EXTRAIT DU TEXTE:
Russie - Ukraine - Histoire

1939-1945

La Russie refuse toujours de restituer les œuvres pillées par les nazis en Ukraine et rendues à l’URSS

Par Olympe Lemut · Le Journal des Arts

Le 22 avril 2022 - 839 mots

Les attaques russes contre le patrimoine ukrainien ravivent les souvenirs de pillages de biens culturels au XXe siècle et relancent le débat sur les restitutions.

Albrecht Dürer, Le Christ mort, vers 1505, dessin provenant de la collection de l'ancien musée Lubomirski de Lviv, aujourd'hui conservé au Museum of Art de Cleveland, États-Unis. © The Cleveland Museum of Art
Albrecht Dürer, Le Christ mort, vers 1505, dessin provenant de la collection de l'ancien musée Lubomirski de Lviv, aujourd'hui conservé au Museum of Art de Cleveland, États-Unis.
© The Cleveland Museum of Art

Ukraine. Aux premiers jours de l’offensive russe à la fin février, la ministre ukrainienne adjointe à la Culture, Kateryna Chuyeva, déclarait que « le gouvernement ne peut pas exclure que des collections muséales soient pillées ou exportées en Russie depuis les zones occupées ». D’où la nécessité de mettre ces collections à l’abri. Mais le ministère de la Culture bloque tout déplacement des collections nationales à l’étranger : selon l’historienne de l’art Nadiia Bernard-Kovalchuk, « cette position très ferme inquiète les directeurs de musée, mais elle est compréhensible au regard de ce qui s’est passé pendant la période soviétique ». Car entre les nationalisations des années 1930 et les pillages de la Seconde Guerre mondiale, les collections ukrainiennes ont été décimées, et le sujet reste très sensible.

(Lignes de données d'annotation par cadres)

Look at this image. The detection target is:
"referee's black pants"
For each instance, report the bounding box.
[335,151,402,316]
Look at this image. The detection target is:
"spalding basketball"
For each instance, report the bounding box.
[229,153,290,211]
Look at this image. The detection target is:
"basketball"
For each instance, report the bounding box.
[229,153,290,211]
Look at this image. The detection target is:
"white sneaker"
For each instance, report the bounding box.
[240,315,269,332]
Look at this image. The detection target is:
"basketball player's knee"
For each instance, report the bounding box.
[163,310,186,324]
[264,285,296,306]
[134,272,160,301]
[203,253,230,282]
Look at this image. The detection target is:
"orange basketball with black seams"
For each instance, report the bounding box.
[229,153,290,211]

CONSIGNE: Poursuivez l'article sur les œuvres pillées en Ukraine après sa dernière phrase.

RÉPONSE ATTENDUE:
Évaluer l’ampleur des pillages n’est pas aisé, mais d’après le chercheur ukrainien Serhii Kot (Académie des sciences de l’Ukraine), « 250 000 pièces provenant de 21 musées ukrainiens, et 50 millions de livres et documents » auraient été pillées au cours des années 1940. Pour en retrouver la trace, il faut étudier les archives, quand elles ont survécu et sont accessibles. Pour la Seconde Guerre mondiale, la chercheuse américaine Patricia Grimsted, spécialiste des archives russes et ukrainiennes, explique que les nazis notaient rarement la provenance exacte des pièces qu’ils avaient volées. « Souvent sur les bordereaux des services américains (en 1945) il était juste écrit “Russie”, alors que les objets venaient d’Ukraine ou de Biélorussie », rappelle-t-elle. Le plus souvent, il était impossible de restituer les pièces aux musées ukrainiens.

Quand elles ont eu lieu, les restitutions se sont faites pour la majorité d’entre elles entre 1945 et 1948 et grâce à l’administration américaine, puisque ce sont les États-Unis qui ont centralisé à Berlin et Munich les biens pillés. Les musées de Kiev ont ainsi récupéré 278 caisses de biens culturels en 1946, et 1 127 caisses en 1948 selon la chercheuse. Bien plus nombreuses furent les pièces restituées à Moscou mais d’origine ukrainienne. Enfin les troupes soviétiques ont également pillé les musées allemands en 1945, emportant des pièces déjà volées en Ukraine en 1941. Les modifications de frontières compliquent encore les choses selon Patricia Grimsted, qui souligne « les nombreuses migrations de collections biélorusses et ukrainiennes lors des nationalisations soviétiques post-1917, et lors des changements de frontières pendant la guerre ».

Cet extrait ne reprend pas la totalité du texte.